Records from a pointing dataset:
──────────

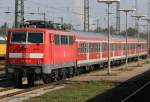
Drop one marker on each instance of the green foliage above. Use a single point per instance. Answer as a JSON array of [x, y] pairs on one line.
[[132, 31], [77, 92]]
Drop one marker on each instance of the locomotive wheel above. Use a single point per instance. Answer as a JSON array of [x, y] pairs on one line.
[[47, 79], [19, 79], [30, 78]]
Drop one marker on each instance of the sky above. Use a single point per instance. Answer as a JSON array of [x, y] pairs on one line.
[[71, 11]]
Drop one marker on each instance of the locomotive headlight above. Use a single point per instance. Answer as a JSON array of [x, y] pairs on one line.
[[10, 70]]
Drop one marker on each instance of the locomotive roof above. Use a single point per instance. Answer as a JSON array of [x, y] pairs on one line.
[[101, 35]]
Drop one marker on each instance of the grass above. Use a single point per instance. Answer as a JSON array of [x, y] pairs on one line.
[[76, 92]]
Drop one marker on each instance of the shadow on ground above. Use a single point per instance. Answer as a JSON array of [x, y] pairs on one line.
[[120, 92]]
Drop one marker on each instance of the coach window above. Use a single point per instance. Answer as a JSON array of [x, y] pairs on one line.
[[71, 40], [57, 41], [64, 40]]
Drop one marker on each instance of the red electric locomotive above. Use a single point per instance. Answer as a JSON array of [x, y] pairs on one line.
[[42, 53]]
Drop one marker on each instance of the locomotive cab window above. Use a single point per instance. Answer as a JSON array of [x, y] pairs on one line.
[[71, 40], [64, 40], [18, 37], [57, 39], [35, 37]]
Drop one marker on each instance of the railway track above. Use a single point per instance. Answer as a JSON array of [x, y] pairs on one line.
[[11, 91], [132, 95]]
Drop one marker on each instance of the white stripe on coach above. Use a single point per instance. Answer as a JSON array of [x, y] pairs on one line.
[[15, 55], [26, 55], [36, 55]]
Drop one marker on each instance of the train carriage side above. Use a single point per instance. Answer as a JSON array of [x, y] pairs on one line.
[[92, 49]]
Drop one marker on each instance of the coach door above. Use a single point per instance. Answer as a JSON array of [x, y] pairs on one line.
[[63, 49]]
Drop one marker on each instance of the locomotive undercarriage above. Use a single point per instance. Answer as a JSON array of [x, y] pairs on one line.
[[33, 73], [24, 74]]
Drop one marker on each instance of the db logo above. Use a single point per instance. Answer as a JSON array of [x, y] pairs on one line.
[[25, 55]]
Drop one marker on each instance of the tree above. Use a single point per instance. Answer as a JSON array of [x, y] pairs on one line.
[[132, 31]]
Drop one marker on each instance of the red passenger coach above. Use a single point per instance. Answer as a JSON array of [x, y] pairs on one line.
[[40, 53]]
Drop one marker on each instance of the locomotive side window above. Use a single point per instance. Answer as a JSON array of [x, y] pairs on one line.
[[18, 37], [64, 40], [35, 37], [57, 41], [71, 40]]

──────────

Task objective =
Return every line above word for word, omitting the pictures.

Output below =
Drop one marker on each instance of the green foliage above. Use a single point per instance. Answer as a JSON array of [x, y] pairs on one line.
[[132, 31], [77, 92]]
Drop one marker on each instance of the locomotive wheel above. Use a single point per instance. Answer as a JSON array of [x, y] pairs on one line.
[[47, 79], [19, 79], [30, 78]]
Drop one marker on each instance of the sky above. Use a single point per instance. Answer as a JSON array of [x, y] pairs on one line.
[[71, 11]]
Drop one marker on each instance of the locomotive headlight above. Use a single point per instance. Answer as a JSON array of [x, y] pairs on one line.
[[10, 70]]
Drop one marker on each instance of the locomotive roof above. Use a single point per instance. Answer as a JSON array of [x, y] pairs on one line.
[[101, 35]]
Drop one marker on each instance of the grass above. Use a single point per instance. Answer as a JSON array of [x, y] pairs on one line.
[[76, 92]]
Drop one marker on each instance of the shadow on ground above. Use a single point per instance. Answer as a JSON array of [x, y] pairs on one line.
[[120, 92]]
Drop one marker on each instance of the coach window above. Use a single point per instance. Answer as a JSON array of [x, y] pairs on one line.
[[71, 40], [57, 41], [64, 40]]
Drop one marker on each instance of the red electric locomotive above. Use a single point per instance. Answer as a JSON array of [x, y] pairs on one line.
[[42, 53]]
Drop one marker on each instance of the locomotive cab window above. Use a single point per instance. Answer as a JSON array of [x, y] pairs on one line.
[[71, 40], [64, 40], [18, 37], [57, 39], [35, 37]]
Drop one marker on each instance of the railway track above. Use a single point per instance. Answer as a JSON array of [x, y] pairs on one line.
[[11, 91], [132, 95]]
Drop one marker on each instance of the white stripe on coach above. Use a single point per instance. Answer as a JSON array of [x, y] pairs on one line.
[[15, 55], [26, 55], [36, 55]]
Drop one marker on each instance of the train carriage side above. Use a single point per instance. Answer as a JSON array of [x, y] pairs on one line.
[[92, 49]]
Drop one marker on each instance of the coach door above. Use a single point per instance. Answer as a JSON array of [x, y] pairs on one line.
[[63, 49]]
Drop one marker on each instance of the locomotive undercarriage above. Use a single point per instance. Answer as a JSON array of [x, y] pairs on one line.
[[33, 73], [24, 74]]
Drop one marker on each instance of the db logo above. Use a single point per instance. Answer as a JSON array of [x, y] pairs on one line.
[[25, 55]]
Drop one marker on each instance of the tree above. Use a single point per instance. Answer as a JSON array of [x, y] pairs on one line.
[[132, 31]]
Drop one marker on each instance of the red passenger coach above. Use a single point per instance. Answer as a JSON array of [x, y] pairs on one line.
[[40, 53]]
Drop one marker on each instance of the locomotive side window above. Use a single point per instance. Answer as a JSON array of [x, y] pairs on one line.
[[18, 37], [64, 40], [35, 37], [57, 41], [71, 40]]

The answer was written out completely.